Quoted passage.
◇ ◇ ◇ ◇

Custom recipe w/o model

Hello,

I’ve been trying to create custom recipes for collecting single and multi-label annotations for NER without a spacy model (w/o model-in-the-loop), but have been running into some issues. I haven’t been able to locate examples of annotation-gathering being done w/o models, which is making this difficult. It seems like it should be possible, but I’m not sure what the config arguments should be in this case (esp. concerning labels) and how the data stream should be formatted.

For example, given the code for ner.manual (from which I’ve removed the arguments pertaining to the spacy model), how would I format config and stream? I have config as {‘labels’: label} and stream as [{‘text’: ‘text’}…], but I’m getting an “Oops something went wrong” page when I try to run it.

Thanks for your help.

Hi! I think the solution might actually be easier than you think :blush:

One thing that’s important to note here is that ner.manual doesn’t actually update a model in the loop – it only uses the spaCy model for tokenization. Pre-tokenizing the text allows you to annotate faster because the highlighted selection can “snap” to the token boundaries. So if you run the ner.manual recipe out-of-the-box, it will stream in the text so you can annotate it manually and save the annotations to your dataset (which you can then use however you like).

If you don’t want to use spaCy for tokenization, you can also implement your own logic. The input format for the manual NER interface expects the data to have an additonal "tokens" property. You can find more details on this in the “Annotation task formats” section of your PRODIGY_README.html. Here’s a simple example:

{
    "text": "Hello Apple",
    "tokens": [
        {"text": "Hello", "start": 0, "end": 5, "id": 0},
        {"text": "Apple", "start": 6, "end": 11, "id": 1}
    ]
}

Ended up implementing own logic for tokenization, and it worked. Thanks for the quick and thorough response!

1 Like

◇ ◇ ◇ ◇

Supplied data.
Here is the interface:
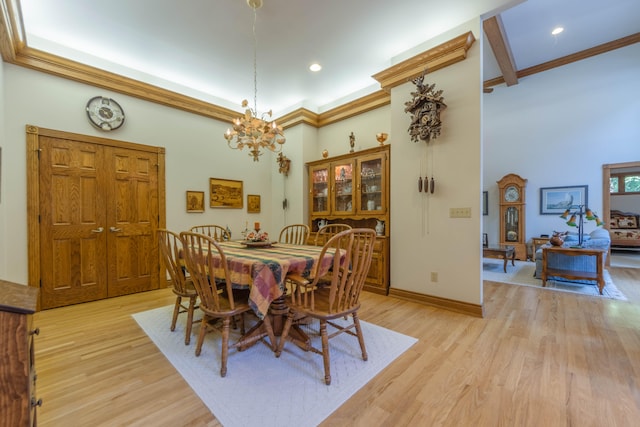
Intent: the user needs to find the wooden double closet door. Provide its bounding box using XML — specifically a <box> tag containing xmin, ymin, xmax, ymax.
<box><xmin>27</xmin><ymin>126</ymin><xmax>164</xmax><ymax>309</ymax></box>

◇ ◇ ◇ ◇

Written problem 1.
Update the forum thread from "I’ve been trying" to "should be formatted." so that "custom recipes" becomes "custom workflows".
Written problem 2.
In the forum thread, what does the reply say ner.manual uses the spaCy model for?
Rely only on the forum thread, not on the material.

Complete output 1.
I’ve been trying to create custom workflows for collecting single and multi-label annotations for NER without a spacy model (w/o model-in-the-loop), but have been running into some issues. I haven’t been able to locate examples of annotation-gathering being done w/o models, which is making this difficult. It seems like it should be possible, but I’m not sure what the config arguments should be in this case (esp. concerning labels) and how the data stream should be formatted.

Complete output 2.
Only for tokenization.